PROVIDED ENTRIES
※

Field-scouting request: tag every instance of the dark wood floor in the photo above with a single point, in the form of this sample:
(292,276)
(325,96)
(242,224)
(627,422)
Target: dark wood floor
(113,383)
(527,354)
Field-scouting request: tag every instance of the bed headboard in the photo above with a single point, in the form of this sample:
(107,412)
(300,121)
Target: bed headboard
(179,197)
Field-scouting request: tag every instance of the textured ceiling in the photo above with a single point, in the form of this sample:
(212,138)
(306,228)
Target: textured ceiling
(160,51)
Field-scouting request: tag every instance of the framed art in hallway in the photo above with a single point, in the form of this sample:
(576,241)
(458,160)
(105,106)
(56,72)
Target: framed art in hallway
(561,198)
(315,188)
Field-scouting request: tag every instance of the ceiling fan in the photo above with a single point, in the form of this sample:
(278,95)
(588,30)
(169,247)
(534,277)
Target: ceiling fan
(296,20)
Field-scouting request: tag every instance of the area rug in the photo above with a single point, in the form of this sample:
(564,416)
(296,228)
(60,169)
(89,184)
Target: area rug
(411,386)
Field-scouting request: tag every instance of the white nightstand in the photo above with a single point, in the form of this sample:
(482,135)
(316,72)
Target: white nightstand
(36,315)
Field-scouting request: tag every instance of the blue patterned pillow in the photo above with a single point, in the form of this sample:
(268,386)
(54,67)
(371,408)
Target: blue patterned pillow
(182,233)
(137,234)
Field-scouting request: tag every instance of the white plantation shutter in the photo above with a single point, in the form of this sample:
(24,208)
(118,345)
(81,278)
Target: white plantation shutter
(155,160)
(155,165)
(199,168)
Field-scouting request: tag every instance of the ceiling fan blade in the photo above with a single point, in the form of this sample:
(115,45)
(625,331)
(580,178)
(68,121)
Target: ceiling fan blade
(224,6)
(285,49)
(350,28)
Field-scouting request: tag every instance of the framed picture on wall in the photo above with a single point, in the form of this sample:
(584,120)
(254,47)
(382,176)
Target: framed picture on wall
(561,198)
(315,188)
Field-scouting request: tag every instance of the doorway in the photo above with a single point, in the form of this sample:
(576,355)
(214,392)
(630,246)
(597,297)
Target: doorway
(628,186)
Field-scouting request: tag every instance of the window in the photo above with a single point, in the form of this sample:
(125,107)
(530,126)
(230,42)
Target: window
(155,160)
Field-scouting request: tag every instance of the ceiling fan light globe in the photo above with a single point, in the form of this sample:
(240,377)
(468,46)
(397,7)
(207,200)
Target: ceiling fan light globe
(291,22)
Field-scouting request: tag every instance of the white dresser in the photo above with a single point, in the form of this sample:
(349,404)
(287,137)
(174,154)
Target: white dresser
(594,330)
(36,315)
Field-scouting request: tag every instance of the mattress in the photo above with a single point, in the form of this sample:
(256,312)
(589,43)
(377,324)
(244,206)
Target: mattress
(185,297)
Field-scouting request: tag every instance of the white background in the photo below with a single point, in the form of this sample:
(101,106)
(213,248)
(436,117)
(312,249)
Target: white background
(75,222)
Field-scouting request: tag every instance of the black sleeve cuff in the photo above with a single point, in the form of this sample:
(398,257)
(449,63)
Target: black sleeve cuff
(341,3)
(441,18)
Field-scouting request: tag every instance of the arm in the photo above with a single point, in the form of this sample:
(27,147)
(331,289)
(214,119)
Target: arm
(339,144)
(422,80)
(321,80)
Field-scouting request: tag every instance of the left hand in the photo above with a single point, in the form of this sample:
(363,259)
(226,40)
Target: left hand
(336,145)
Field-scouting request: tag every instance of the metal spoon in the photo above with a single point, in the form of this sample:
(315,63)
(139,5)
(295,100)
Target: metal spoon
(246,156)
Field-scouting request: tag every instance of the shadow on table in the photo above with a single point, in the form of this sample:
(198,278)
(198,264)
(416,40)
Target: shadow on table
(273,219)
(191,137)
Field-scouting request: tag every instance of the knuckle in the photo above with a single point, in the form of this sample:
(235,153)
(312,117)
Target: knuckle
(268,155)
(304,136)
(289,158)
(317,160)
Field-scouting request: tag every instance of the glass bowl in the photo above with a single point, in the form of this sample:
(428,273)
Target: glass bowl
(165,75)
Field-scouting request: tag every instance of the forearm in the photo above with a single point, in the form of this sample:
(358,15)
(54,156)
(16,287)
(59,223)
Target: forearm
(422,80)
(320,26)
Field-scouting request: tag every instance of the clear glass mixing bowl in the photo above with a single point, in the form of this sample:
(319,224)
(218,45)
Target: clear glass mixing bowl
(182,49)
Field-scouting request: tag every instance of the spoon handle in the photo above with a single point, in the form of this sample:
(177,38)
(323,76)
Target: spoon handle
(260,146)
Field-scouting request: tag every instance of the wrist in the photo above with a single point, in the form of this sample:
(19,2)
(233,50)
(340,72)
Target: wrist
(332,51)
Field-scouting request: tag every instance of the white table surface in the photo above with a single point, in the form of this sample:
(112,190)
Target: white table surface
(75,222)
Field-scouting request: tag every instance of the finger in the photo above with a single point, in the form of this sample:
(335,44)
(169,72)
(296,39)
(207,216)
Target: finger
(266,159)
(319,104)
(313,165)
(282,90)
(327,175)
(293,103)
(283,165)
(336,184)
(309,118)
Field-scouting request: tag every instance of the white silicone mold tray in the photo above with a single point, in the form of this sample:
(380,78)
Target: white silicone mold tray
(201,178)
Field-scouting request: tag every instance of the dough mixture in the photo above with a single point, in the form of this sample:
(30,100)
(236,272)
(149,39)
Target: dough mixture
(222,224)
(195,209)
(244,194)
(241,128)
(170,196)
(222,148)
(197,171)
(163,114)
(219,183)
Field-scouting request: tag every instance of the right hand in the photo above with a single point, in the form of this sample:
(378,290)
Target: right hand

※

WHAT YOU WILL DO
Repeat word for word each line from the one with "Field-scouting request: tag every instance of the white table" to the end of the records above, inclusive.

COMPLETE OUTPUT
Field-scouting request: tag every instance of the white table surface in the photo above with a single point, in the form of this sample:
(112,190)
Target: white table surface
(75,222)
Field-scouting request: tag every instance of the finger in the photo above with a single point, in the form of this sample:
(335,44)
(169,72)
(296,39)
(207,216)
Target: finger
(266,159)
(319,104)
(313,165)
(282,90)
(327,175)
(293,103)
(283,165)
(336,184)
(309,118)
Field-scouting request: tag every instance of the white silicone mold tray in the photo above with a single point, in the form of this sample:
(380,78)
Target: white silicone mold tray
(201,178)
Field-scouting request: tag every instance of the dough mixture in the photo above with a single point, in the form of this sample:
(30,100)
(236,272)
(149,39)
Target: dough mixture
(222,224)
(195,209)
(244,194)
(241,128)
(170,196)
(222,148)
(197,171)
(163,114)
(219,183)
Field-scouting request: tag every instance of the right hand in the photo above with a single point, in the form of this sample:
(378,290)
Target: right hand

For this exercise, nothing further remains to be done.